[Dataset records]
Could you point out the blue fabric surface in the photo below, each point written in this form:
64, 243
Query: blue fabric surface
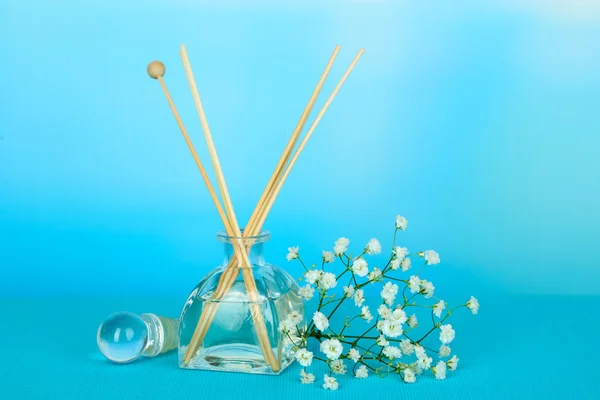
539, 347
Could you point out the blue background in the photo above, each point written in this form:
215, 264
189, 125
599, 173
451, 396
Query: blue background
477, 120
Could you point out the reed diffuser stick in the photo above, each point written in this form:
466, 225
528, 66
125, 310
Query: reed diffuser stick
242, 254
229, 276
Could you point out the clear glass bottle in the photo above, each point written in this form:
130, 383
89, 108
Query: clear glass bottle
231, 342
124, 337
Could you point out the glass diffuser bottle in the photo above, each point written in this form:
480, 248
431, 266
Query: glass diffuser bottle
218, 329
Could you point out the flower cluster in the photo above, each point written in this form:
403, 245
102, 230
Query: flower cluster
388, 345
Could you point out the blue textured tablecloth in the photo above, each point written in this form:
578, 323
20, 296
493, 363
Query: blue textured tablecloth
536, 347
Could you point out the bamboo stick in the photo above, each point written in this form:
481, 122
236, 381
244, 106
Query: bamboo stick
255, 228
234, 229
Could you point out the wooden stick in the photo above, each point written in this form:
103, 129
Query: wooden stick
230, 275
234, 231
224, 287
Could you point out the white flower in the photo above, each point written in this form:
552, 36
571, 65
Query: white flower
427, 288
444, 351
391, 328
414, 284
306, 378
348, 291
359, 267
401, 222
353, 355
341, 245
409, 376
412, 321
332, 348
392, 352
405, 264
326, 281
440, 370
374, 275
398, 315
292, 253
320, 320
365, 313
304, 357
473, 305
453, 363
362, 372
373, 247
328, 256
384, 312
307, 292
359, 297
431, 257
388, 293
400, 252
313, 275
446, 334
420, 351
424, 362
330, 383
337, 367
381, 341
438, 308
407, 347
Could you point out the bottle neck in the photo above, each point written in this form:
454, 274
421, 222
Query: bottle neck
255, 254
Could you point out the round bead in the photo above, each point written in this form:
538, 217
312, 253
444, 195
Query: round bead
156, 69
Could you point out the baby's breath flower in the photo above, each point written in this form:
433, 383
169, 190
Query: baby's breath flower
348, 291
360, 267
401, 222
326, 281
388, 293
338, 367
341, 245
427, 288
391, 328
374, 275
382, 341
373, 247
384, 312
414, 284
452, 363
292, 253
400, 252
447, 334
473, 305
332, 348
313, 275
407, 347
365, 313
444, 351
306, 378
320, 320
362, 372
304, 357
392, 352
439, 370
328, 256
438, 308
409, 376
307, 292
353, 355
359, 297
412, 321
405, 264
330, 383
431, 257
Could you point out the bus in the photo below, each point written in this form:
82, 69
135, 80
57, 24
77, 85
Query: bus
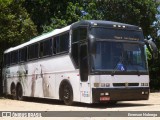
90, 61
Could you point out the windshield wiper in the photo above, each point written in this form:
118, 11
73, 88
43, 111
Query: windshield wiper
118, 64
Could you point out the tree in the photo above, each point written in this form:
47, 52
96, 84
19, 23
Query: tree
136, 12
15, 25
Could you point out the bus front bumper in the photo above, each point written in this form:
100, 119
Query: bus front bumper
119, 94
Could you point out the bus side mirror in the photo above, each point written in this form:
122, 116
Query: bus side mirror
152, 48
92, 44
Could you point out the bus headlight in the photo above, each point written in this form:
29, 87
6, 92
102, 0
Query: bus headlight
96, 84
144, 84
102, 84
107, 84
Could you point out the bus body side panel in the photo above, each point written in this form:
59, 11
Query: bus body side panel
121, 87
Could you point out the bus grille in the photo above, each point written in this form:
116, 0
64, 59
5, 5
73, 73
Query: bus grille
125, 84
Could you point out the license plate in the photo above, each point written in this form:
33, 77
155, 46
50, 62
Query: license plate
105, 98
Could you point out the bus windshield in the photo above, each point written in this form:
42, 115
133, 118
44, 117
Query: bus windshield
119, 56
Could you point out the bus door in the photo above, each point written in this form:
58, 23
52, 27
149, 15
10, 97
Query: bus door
83, 67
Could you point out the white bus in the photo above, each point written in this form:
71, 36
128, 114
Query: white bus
90, 61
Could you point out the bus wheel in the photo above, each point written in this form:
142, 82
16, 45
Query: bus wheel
66, 93
19, 92
13, 91
112, 102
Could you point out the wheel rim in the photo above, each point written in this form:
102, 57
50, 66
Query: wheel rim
66, 95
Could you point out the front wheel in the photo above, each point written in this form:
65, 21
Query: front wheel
67, 93
19, 92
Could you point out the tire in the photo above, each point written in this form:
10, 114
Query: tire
112, 102
13, 92
66, 93
19, 92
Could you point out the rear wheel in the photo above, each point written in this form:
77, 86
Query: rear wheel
66, 93
19, 92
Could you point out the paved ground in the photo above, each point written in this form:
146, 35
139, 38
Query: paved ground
153, 104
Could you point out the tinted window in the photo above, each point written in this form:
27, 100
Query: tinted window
33, 51
7, 59
23, 54
79, 34
64, 42
14, 57
46, 48
61, 43
75, 54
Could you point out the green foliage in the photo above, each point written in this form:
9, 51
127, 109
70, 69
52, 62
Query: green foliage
15, 25
137, 12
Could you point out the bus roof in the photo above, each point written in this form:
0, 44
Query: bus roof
39, 38
74, 25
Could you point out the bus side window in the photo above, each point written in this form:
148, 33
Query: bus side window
54, 46
45, 48
33, 51
78, 34
83, 63
14, 57
23, 54
7, 59
64, 42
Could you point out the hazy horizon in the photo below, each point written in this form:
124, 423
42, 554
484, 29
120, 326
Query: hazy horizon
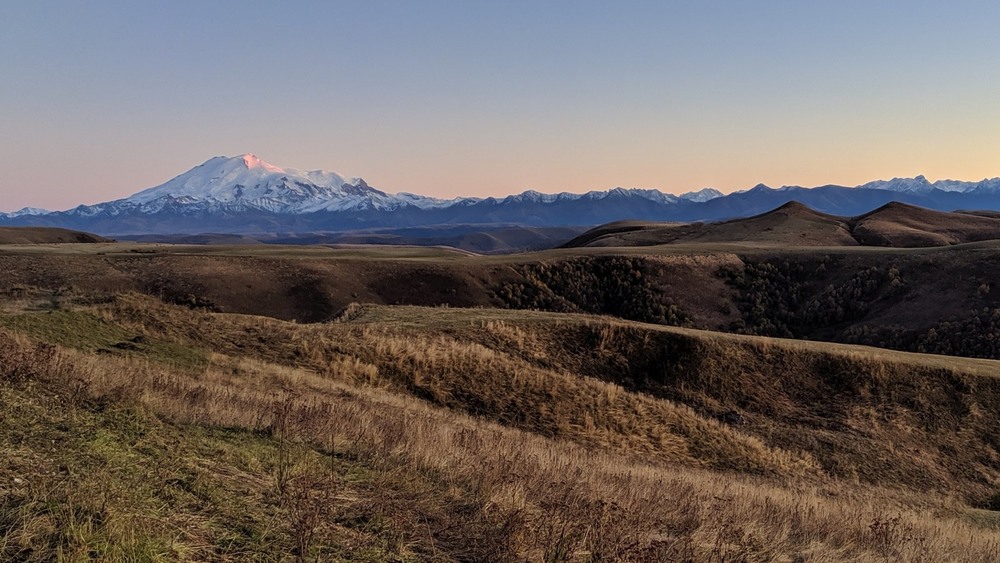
446, 99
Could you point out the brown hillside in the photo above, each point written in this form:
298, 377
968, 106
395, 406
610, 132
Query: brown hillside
790, 224
46, 235
900, 225
793, 224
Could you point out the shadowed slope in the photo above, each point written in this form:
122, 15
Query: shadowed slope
793, 224
900, 225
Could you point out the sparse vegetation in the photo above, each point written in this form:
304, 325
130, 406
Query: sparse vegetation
607, 285
348, 441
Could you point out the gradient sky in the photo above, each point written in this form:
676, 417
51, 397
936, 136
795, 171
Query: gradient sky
100, 99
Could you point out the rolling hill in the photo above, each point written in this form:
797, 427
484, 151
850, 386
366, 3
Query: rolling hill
793, 224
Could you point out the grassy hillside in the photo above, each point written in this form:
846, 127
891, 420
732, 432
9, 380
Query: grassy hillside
936, 300
895, 225
147, 431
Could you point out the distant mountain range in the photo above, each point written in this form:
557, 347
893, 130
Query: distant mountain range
246, 195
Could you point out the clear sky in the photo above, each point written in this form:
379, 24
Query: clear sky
100, 99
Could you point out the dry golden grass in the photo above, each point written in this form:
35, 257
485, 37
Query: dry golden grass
529, 460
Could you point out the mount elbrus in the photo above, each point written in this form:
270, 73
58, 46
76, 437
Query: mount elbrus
244, 194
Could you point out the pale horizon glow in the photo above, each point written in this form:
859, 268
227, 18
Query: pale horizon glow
452, 98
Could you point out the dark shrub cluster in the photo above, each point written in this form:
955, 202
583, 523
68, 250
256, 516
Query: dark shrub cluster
607, 285
783, 298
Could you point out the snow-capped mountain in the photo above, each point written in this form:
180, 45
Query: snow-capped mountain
702, 195
26, 212
244, 194
246, 183
920, 185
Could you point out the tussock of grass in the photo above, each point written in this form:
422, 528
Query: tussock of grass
331, 441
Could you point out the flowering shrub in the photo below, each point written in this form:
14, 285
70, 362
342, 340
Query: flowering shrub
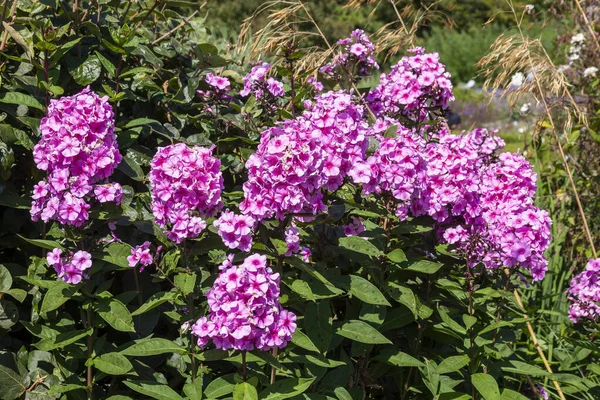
259, 238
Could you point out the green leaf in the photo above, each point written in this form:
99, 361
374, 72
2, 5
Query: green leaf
185, 282
113, 364
152, 347
115, 314
342, 394
220, 387
366, 291
245, 391
44, 244
155, 390
87, 72
508, 394
62, 340
56, 296
21, 99
359, 245
286, 388
301, 340
400, 359
318, 324
5, 279
361, 332
117, 254
396, 256
425, 267
154, 301
11, 383
452, 364
486, 385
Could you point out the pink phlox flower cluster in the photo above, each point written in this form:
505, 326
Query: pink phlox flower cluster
292, 241
298, 158
140, 255
397, 167
584, 293
266, 89
244, 309
236, 230
78, 148
70, 267
186, 187
356, 56
415, 86
219, 89
354, 228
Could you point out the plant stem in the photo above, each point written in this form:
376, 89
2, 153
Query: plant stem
244, 365
90, 346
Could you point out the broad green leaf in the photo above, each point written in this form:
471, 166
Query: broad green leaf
400, 359
361, 332
452, 364
152, 347
359, 245
245, 391
21, 99
113, 364
117, 254
318, 324
12, 384
44, 244
508, 394
519, 367
62, 340
154, 301
155, 390
342, 394
396, 256
301, 340
87, 72
185, 282
286, 388
5, 279
366, 291
220, 387
56, 296
115, 314
486, 385
425, 266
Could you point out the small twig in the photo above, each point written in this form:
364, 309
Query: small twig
172, 31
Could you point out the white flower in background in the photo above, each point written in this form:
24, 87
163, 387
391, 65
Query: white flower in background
591, 71
517, 79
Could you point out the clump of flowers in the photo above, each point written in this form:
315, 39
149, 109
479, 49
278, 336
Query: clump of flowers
244, 309
356, 57
218, 92
236, 230
415, 87
266, 89
295, 160
186, 187
78, 149
396, 167
584, 293
140, 255
70, 267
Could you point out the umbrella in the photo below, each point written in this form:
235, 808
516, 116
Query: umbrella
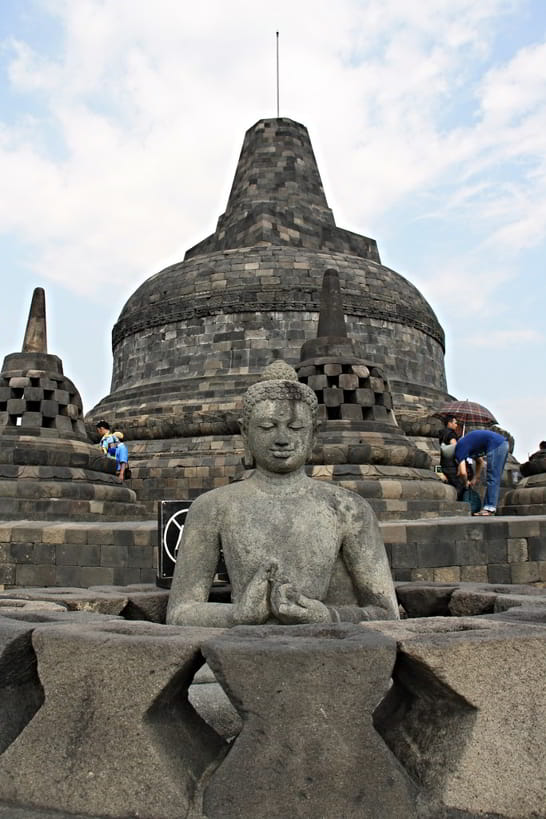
469, 412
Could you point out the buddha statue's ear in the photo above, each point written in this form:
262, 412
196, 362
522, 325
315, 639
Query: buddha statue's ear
248, 457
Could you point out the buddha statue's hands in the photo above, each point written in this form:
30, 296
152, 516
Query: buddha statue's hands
291, 607
253, 607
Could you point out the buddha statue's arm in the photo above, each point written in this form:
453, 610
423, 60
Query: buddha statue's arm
364, 556
194, 572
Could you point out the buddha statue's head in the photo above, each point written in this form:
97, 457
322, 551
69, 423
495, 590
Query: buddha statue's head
279, 421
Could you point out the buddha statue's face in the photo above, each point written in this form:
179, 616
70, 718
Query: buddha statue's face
280, 435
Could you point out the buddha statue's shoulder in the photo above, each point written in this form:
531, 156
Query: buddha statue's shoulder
341, 498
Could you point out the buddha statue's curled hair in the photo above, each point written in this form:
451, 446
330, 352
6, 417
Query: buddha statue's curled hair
279, 382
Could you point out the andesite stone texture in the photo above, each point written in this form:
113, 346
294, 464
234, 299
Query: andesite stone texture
302, 751
360, 445
458, 714
192, 338
96, 719
115, 735
48, 467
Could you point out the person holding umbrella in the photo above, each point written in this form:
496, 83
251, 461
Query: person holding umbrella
476, 445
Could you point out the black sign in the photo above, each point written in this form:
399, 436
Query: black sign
171, 519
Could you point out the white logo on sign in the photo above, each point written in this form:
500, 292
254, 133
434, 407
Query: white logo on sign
175, 522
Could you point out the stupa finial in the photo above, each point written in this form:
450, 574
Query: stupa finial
35, 340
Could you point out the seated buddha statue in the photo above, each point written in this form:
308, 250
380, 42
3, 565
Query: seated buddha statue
297, 550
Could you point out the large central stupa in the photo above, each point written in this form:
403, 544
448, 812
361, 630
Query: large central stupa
195, 335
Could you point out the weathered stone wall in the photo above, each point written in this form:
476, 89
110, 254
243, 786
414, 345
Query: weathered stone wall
71, 554
479, 550
486, 550
240, 309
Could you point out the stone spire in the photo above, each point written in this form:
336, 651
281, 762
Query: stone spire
277, 197
332, 336
35, 340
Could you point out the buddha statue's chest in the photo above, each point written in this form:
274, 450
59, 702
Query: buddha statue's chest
301, 535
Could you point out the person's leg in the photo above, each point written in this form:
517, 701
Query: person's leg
496, 460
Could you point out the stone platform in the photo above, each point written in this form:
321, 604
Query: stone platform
433, 694
483, 550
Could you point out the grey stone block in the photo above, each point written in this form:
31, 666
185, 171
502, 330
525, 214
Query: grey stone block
301, 752
467, 716
21, 694
120, 683
537, 548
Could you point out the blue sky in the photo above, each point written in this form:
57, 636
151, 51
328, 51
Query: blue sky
121, 123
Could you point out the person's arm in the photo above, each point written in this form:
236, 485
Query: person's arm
478, 472
194, 572
461, 471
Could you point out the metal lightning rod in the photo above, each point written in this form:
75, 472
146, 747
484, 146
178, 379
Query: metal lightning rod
277, 38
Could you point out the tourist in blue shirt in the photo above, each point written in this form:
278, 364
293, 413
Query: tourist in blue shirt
475, 445
122, 459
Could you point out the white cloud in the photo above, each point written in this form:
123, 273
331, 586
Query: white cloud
501, 339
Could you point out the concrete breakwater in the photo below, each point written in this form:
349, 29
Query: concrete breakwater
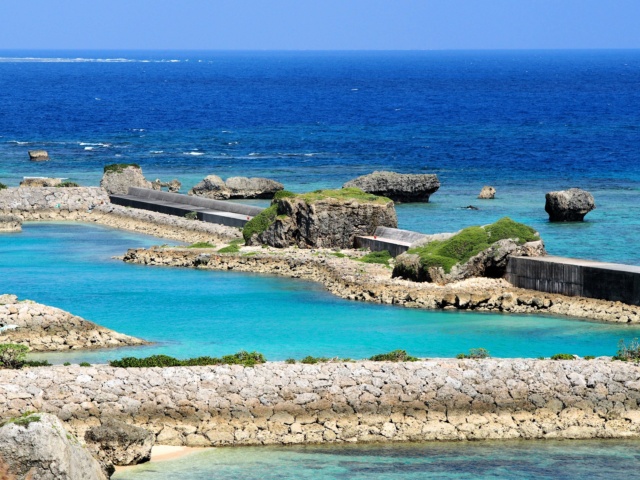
277, 403
355, 280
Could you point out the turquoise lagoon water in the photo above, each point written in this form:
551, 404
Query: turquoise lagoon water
190, 312
486, 460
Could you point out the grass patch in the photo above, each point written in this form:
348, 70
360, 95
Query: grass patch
394, 356
246, 359
381, 258
201, 245
345, 194
471, 241
260, 222
119, 167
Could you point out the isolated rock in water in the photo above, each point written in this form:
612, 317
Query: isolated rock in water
487, 193
243, 187
40, 182
10, 223
326, 219
119, 443
211, 186
117, 178
38, 446
38, 155
173, 186
396, 186
569, 205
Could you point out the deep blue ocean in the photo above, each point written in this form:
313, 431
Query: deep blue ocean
525, 122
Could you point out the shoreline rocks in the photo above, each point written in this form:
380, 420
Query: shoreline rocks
568, 205
398, 187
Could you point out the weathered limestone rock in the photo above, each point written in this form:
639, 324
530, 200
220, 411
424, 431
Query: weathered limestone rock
396, 186
487, 193
117, 179
44, 329
119, 443
39, 447
38, 155
214, 187
569, 205
10, 223
327, 222
40, 182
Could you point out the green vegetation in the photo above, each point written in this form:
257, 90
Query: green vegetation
201, 245
628, 353
12, 355
562, 356
247, 359
382, 257
345, 194
471, 241
394, 356
260, 222
119, 167
475, 353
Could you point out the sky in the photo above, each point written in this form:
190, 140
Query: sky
318, 24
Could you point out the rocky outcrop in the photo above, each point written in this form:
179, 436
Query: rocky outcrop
40, 182
569, 205
173, 186
10, 223
214, 187
398, 187
38, 155
38, 446
117, 179
491, 263
487, 193
118, 443
45, 329
326, 222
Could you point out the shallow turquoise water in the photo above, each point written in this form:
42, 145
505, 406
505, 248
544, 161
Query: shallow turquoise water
487, 460
190, 312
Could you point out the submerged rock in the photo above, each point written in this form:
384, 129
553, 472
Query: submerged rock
396, 186
118, 443
38, 155
487, 193
569, 205
38, 446
117, 178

INSTRUCTIONS TO FOLLOW:
Check each line in the records for the word "below" and say how many have it, with nothing else.

ANSWER TO THE EXERCISE:
6